The problem: Where a line below holds the string "mark", copy that line.
(Beginning of Exercise materials)
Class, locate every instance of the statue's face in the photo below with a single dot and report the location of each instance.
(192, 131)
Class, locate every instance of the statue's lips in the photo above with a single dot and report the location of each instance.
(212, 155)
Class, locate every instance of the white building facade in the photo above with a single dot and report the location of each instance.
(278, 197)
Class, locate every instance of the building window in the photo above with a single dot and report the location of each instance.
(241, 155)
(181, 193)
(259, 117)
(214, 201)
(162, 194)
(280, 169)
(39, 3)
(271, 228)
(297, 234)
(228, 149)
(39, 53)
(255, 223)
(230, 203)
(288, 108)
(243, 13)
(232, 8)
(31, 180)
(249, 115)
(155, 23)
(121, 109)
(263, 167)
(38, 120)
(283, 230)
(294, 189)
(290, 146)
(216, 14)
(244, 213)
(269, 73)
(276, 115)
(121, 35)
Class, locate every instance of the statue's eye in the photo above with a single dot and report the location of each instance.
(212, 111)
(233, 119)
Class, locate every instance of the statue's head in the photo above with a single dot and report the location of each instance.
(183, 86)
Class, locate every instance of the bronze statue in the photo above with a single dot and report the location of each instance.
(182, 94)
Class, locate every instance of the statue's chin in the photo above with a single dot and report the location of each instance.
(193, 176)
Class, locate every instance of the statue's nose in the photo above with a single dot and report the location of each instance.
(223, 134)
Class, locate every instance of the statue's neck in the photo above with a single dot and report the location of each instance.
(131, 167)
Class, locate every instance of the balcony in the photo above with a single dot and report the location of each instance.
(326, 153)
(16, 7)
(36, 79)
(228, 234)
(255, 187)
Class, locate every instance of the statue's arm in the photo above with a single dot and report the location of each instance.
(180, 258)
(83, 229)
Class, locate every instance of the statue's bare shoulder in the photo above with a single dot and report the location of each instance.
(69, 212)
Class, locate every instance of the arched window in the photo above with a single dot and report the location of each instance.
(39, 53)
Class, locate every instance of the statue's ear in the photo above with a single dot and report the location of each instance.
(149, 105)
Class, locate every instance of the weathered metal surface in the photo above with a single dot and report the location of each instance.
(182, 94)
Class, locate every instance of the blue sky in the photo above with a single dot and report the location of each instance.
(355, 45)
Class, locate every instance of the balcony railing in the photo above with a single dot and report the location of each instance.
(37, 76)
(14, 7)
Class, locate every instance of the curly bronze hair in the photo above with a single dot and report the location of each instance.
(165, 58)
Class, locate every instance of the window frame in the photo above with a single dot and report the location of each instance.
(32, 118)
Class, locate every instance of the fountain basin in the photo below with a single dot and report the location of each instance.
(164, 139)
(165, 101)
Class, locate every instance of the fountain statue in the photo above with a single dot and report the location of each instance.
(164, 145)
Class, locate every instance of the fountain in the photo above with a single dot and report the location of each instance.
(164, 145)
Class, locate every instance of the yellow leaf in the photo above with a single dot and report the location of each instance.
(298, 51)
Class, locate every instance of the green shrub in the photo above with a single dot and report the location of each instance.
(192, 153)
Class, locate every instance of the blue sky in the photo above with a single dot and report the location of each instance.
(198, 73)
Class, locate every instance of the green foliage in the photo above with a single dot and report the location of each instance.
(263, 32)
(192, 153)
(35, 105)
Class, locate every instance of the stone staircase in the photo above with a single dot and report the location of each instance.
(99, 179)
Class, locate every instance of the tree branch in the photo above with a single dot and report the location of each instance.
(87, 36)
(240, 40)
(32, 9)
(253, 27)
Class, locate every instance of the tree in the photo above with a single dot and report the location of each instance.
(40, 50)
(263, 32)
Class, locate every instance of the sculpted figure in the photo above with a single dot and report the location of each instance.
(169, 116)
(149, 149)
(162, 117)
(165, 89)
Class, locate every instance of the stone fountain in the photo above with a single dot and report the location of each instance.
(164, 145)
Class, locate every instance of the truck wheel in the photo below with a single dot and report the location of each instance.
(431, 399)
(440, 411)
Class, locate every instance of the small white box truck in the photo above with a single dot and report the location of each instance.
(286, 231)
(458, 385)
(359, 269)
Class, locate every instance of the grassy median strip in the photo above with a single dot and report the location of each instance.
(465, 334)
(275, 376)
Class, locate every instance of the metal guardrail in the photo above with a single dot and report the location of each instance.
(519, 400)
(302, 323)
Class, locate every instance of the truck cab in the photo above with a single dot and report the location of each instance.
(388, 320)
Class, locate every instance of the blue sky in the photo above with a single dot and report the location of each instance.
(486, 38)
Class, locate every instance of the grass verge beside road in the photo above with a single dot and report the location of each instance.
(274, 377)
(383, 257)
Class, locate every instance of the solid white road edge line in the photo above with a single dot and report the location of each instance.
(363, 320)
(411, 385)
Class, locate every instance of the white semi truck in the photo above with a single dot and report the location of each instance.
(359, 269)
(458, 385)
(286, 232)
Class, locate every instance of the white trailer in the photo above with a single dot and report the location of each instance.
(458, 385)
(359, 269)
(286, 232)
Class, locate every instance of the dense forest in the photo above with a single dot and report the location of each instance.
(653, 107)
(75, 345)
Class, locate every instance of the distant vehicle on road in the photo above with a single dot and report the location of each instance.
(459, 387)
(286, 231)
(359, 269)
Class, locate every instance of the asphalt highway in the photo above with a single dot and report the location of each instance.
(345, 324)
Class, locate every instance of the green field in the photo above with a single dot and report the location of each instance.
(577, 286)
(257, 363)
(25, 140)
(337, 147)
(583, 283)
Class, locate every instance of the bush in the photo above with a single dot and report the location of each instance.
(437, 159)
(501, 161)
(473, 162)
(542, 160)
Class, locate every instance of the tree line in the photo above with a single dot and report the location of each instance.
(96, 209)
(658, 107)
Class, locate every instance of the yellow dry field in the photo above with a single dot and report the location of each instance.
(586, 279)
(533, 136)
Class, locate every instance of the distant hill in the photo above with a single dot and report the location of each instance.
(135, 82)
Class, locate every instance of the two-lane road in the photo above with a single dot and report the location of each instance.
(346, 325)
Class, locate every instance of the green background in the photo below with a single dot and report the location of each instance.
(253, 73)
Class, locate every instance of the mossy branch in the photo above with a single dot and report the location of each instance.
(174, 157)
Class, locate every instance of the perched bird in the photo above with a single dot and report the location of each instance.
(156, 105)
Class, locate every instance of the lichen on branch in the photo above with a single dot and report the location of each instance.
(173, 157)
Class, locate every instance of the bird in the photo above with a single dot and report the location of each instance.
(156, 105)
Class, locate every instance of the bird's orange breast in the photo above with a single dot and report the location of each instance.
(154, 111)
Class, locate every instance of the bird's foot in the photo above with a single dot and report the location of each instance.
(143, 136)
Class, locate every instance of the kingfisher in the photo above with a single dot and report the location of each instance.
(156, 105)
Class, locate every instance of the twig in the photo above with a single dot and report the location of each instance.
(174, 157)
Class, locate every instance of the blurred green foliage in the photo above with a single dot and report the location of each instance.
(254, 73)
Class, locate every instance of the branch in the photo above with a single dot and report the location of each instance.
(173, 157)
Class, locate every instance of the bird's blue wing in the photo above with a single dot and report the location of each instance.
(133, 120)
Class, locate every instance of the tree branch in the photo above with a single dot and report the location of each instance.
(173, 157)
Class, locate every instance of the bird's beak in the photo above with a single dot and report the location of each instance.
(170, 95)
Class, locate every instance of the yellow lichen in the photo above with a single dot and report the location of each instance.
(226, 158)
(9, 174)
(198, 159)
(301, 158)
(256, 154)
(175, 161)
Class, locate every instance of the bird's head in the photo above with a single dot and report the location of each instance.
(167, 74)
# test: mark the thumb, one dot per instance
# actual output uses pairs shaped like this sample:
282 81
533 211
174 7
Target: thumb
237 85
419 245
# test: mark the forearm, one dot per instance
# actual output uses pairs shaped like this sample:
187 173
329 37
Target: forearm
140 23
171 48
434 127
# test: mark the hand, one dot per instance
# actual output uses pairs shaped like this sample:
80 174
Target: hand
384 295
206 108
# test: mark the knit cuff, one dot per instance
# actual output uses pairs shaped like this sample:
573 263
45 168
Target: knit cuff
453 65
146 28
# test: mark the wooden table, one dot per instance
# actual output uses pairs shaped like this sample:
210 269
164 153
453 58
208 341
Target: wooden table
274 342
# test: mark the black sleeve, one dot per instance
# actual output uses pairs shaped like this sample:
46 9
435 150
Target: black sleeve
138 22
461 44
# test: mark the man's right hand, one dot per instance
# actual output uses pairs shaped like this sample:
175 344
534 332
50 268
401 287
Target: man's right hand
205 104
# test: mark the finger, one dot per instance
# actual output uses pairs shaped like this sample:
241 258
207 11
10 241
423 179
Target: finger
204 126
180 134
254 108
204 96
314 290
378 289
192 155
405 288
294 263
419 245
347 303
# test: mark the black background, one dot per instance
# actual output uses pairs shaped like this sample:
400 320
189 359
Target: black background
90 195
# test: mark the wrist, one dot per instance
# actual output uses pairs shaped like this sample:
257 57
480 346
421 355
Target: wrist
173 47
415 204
(End of Exercise materials)
Result of this exercise:
# test: mark the thumb, one dot per instance
# test: mark the forearm, one dot per instance
# test: mark the hand, one dot per instance
# test: mark the knit cuff, one dot per instance
# test: mark the wooden table, one dot per instance
# test: mark the black sleeve, one dot per instance
# test: mark the man's right hand, one dot per instance
# test: mark the finger, one dot per instance
# test: mark the black background, one dot per instance
# test: mark the wrist, one dot per instance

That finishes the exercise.